## Work to be completed
Repeat the following lines exactly and nothing else: the line containing "Report one point per instance of the plaid" and each line after it through the end of the listing.

────────────────────────────────────────

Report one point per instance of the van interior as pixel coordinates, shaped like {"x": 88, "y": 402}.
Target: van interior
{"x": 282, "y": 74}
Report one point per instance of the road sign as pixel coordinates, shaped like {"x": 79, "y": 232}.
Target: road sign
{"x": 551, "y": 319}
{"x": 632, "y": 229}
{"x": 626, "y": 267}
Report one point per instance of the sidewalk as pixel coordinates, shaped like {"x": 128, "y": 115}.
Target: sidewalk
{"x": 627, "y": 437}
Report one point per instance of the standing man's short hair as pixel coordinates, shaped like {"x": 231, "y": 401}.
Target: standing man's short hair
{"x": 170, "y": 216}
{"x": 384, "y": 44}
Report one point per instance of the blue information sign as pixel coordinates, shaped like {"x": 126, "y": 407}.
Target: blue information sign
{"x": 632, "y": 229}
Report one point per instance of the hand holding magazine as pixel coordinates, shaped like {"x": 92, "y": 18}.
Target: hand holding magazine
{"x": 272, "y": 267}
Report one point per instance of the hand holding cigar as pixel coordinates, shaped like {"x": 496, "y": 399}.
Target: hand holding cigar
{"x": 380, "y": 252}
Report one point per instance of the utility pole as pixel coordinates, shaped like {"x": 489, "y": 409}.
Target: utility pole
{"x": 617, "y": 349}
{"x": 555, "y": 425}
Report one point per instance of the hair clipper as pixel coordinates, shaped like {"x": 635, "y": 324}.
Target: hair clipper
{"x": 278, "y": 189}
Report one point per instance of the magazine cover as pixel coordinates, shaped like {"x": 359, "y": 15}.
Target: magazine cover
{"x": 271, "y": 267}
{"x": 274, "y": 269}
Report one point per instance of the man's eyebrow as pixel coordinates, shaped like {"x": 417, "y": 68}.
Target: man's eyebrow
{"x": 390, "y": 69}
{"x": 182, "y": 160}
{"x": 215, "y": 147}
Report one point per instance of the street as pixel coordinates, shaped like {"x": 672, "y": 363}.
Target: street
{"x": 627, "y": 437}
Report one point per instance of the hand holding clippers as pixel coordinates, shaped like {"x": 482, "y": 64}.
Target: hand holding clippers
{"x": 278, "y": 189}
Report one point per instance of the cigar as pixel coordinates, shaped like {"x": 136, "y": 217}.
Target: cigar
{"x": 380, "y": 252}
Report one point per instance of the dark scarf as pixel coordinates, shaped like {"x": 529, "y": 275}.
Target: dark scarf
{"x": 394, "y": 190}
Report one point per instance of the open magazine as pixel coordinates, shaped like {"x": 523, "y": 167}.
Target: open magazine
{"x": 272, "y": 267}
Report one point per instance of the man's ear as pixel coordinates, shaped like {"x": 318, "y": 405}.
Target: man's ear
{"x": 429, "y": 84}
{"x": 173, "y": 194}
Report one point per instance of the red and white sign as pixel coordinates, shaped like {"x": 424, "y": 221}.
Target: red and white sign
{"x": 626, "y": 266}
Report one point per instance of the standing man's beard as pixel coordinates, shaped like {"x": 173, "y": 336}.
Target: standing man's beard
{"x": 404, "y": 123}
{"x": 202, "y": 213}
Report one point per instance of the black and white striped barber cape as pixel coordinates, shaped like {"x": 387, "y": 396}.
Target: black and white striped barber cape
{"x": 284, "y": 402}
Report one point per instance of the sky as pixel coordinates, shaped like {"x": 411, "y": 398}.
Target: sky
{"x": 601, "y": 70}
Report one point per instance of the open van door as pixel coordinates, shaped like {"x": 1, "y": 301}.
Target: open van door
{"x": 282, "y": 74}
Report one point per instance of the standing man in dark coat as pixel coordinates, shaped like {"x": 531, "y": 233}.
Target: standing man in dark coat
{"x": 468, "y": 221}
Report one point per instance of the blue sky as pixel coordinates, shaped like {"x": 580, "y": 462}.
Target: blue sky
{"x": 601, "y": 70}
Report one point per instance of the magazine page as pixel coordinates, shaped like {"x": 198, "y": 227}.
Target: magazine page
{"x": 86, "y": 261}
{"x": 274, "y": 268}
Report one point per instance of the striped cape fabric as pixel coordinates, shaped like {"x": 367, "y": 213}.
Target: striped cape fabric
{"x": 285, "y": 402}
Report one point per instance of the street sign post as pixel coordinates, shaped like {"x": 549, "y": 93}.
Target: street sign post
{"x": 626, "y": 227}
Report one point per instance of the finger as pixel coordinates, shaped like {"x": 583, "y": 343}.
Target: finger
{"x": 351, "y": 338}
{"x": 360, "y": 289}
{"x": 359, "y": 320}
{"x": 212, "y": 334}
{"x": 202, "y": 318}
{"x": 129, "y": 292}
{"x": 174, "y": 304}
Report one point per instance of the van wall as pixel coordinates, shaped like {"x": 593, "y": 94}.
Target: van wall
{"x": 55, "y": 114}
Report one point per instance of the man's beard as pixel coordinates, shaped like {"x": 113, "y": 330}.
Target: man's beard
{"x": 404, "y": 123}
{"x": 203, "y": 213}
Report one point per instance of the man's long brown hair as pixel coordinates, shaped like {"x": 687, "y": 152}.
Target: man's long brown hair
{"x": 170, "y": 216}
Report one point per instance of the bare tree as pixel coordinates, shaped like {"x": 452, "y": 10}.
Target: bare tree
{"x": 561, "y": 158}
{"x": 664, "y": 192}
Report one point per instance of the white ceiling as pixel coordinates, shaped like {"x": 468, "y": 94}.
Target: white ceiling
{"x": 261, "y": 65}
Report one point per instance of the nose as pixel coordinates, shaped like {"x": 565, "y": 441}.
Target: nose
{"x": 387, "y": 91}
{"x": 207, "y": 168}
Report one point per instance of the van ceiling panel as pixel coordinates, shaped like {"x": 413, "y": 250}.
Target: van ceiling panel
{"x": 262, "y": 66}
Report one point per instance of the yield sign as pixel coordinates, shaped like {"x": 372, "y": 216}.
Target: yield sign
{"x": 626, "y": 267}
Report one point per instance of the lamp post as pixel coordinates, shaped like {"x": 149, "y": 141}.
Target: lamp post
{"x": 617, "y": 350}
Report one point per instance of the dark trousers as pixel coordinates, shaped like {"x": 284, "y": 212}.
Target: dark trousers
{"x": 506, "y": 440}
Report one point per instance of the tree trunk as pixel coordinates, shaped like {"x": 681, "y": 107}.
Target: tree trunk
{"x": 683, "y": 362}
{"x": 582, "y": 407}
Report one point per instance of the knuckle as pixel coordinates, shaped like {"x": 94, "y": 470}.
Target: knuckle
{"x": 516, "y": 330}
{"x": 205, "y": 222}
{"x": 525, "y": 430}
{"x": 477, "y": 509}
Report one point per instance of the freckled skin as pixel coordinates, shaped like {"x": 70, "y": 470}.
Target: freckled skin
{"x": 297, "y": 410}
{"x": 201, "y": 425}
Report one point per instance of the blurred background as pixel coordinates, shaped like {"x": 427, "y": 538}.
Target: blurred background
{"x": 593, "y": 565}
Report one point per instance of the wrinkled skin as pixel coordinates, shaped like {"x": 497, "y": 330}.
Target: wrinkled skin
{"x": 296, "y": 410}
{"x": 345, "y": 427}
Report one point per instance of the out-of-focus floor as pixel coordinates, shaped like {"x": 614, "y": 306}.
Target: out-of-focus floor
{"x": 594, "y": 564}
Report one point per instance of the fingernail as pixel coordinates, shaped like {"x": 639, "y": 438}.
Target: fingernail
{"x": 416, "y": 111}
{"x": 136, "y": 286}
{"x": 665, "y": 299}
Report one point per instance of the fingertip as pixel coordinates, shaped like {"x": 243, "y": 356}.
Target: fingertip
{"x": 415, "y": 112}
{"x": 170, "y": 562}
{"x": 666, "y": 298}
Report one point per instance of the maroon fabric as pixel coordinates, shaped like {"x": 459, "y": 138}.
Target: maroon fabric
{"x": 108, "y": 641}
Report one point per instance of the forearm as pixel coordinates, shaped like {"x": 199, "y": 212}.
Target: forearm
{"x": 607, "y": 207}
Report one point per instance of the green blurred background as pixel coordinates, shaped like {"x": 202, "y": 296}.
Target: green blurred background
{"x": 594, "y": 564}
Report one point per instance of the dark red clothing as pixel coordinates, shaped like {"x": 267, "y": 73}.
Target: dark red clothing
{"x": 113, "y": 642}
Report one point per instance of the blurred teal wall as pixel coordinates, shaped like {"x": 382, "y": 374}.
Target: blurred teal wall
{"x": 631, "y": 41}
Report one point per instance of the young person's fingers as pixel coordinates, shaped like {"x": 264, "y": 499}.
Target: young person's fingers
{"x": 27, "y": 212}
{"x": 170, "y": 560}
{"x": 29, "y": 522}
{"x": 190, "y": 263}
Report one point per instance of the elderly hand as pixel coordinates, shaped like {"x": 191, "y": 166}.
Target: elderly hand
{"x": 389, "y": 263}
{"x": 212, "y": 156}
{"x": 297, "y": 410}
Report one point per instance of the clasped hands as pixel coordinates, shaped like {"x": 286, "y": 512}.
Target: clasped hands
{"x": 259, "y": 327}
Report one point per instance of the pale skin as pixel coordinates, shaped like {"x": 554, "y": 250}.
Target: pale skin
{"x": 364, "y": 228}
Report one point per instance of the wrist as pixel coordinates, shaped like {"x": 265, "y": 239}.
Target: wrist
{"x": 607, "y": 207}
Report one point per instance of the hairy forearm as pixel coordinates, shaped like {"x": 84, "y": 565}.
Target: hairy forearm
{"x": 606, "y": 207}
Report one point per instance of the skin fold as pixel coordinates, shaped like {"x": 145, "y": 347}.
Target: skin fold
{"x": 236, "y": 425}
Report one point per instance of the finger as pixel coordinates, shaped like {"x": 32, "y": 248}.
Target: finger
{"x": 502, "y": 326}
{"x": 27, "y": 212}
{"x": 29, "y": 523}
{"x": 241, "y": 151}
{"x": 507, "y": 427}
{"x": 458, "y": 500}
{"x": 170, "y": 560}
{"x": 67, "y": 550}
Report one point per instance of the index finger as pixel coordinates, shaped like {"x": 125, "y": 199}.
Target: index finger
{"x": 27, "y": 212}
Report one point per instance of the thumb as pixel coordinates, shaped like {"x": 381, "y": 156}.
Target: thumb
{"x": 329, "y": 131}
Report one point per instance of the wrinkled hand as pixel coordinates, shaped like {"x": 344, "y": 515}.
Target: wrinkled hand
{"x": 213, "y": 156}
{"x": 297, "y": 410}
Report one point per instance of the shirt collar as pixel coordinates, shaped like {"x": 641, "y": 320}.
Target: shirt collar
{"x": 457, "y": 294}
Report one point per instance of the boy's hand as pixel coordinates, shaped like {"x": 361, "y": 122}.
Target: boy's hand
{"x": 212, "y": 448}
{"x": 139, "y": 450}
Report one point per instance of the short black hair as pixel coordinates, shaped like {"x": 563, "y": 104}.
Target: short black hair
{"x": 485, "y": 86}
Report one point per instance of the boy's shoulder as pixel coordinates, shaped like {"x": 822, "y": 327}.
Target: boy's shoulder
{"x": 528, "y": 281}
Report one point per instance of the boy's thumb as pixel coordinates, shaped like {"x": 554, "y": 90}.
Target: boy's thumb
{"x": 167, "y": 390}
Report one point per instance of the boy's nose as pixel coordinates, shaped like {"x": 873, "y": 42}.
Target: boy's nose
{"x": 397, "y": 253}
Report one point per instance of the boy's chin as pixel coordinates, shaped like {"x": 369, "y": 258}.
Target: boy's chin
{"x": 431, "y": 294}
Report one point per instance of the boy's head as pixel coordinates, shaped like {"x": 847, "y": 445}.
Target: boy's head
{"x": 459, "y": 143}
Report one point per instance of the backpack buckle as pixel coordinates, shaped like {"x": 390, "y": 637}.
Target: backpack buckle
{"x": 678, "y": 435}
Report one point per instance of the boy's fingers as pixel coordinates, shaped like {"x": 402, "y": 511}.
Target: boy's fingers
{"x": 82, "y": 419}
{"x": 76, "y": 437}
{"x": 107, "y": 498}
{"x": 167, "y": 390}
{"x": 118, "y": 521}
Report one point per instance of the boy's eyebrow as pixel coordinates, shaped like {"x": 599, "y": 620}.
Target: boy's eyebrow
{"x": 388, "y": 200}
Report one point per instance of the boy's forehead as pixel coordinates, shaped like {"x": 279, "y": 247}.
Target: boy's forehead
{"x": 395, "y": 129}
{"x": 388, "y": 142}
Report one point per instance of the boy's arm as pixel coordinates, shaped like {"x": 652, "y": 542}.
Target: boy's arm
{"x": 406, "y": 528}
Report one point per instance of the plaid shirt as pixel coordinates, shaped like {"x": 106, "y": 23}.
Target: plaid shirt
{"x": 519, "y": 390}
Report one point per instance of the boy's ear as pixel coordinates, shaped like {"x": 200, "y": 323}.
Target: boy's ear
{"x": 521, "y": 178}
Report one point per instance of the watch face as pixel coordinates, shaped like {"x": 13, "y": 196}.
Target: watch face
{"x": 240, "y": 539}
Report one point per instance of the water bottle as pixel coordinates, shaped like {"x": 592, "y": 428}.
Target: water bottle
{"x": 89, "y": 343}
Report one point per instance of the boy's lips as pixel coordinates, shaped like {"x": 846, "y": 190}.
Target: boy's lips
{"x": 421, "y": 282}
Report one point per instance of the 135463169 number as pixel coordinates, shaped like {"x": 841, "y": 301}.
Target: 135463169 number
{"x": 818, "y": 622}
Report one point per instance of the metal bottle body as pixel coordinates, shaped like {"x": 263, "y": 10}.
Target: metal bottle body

────────────────────────────────────────

## Final answer
Report one point per instance of the plaid shirt as pixel coordinates, shaped like {"x": 106, "y": 23}.
Target: plaid shirt
{"x": 519, "y": 390}
Report one point per instance of the boy's ear as pixel coordinates, shaped like {"x": 200, "y": 323}.
Target: boy's ear
{"x": 521, "y": 178}
Report one point per instance of the watch face as pixel coordinates, shaped like {"x": 13, "y": 196}.
Target: watch face
{"x": 240, "y": 539}
Report one point per instance of the water bottle as pixel coordinates, shaped like {"x": 592, "y": 428}.
Target: water bottle
{"x": 89, "y": 343}
Report one point per instance of the boy's lips as pixel coordinates, shaped like {"x": 846, "y": 190}.
Target: boy's lips
{"x": 421, "y": 282}
Report one point per instance of the 135463169 number as pixel coordinates, shaped like {"x": 841, "y": 301}.
Target: 135463169 number
{"x": 818, "y": 622}
Report one point per instance of the metal bottle body as pixel coordinates, shaped like {"x": 263, "y": 10}.
Target: metal bottle body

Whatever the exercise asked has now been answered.